━━━ PROVIDED TEXT

One thing I will say is that, had I not joined this board, I would have spent thousands and, probably not had a successful spawn either. They are very helpful here.


----------



## BlueMoonBetta (Apr 25, 2013)

Thanks! How Many Bettas Did You Get In The First Spawn? Oh... And Check Out The Site In my Signature I Will Post Spawn Logs There When I Get Started (1-2 Months)


----------



## wish4coner (Mar 22, 2013)

BlueMoonBetta said:


> Thanks! How Many Bettas Did You Get In The First Spawn? Oh... And Check Out The Site In my Signature I Will Post Spawn Logs There When I Get Started (1-2 Months)


As far as I can tell...15-20 that made it. I can't really tell for sure as, they move quickly and, they are so tiny--as well as some liking the moss balls and sponge filter so, unless you move them, you don't see it. I also have a small, leafy plant in there and some like to stay on the leaves.


----------



## BlueMoonBetta (Apr 25, 2013)

How Do I Cull?


----------



## MattsBettas (Dec 18, 2012)

You don't even have to cull. I don't and I think it is unneccessary and cruel unless they are deformed or ill to the point of making their lives horrible. You use clove oil or the freeze shock method to cull.


----------



## BlueMoonBetta (Apr 25, 2013)

Ok, I Will Only Cull If They Are Deformed....Any Tips On Selling Pet Store Quaility Bettas?


----------



## trilobite (May 18, 2011)

Another way to cull is feed to a big fish.
Sell pet store quality way cheaper than the pet stores are selling them, otherwise people will just go to the petstore for their fish. Or maybe just give your fish to the petstores so they can sell the fish for you


----------



## LadyVictorian (Nov 23, 2011)

Petstore quality fish....eh give them away for free or give them to a petstore for free...really the only options as some petstores can sell those fish for a $1 each.


----------



## Myates (Aug 2, 2011)

━━━━━━

OBJECTIVE: Copy the betta breeding thread starting with "Petstore quality fish....eh" and going on through "(Aug 2, 2011)", substituting "nothing" for "free".

━━━ PROVIDED DATA

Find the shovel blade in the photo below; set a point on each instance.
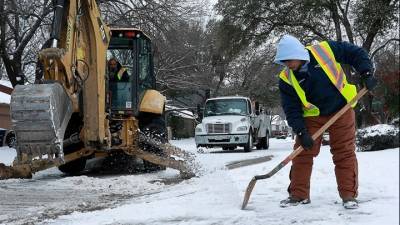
(248, 193)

━━━━━━

EXERCISE RESPONSE:
Petstore quality fish....eh give them away for nothing or give them to a petstore for nothing...really the only options as some petstores can sell those fish for a $1 each.


----------



## Myates (Aug 2, 2011)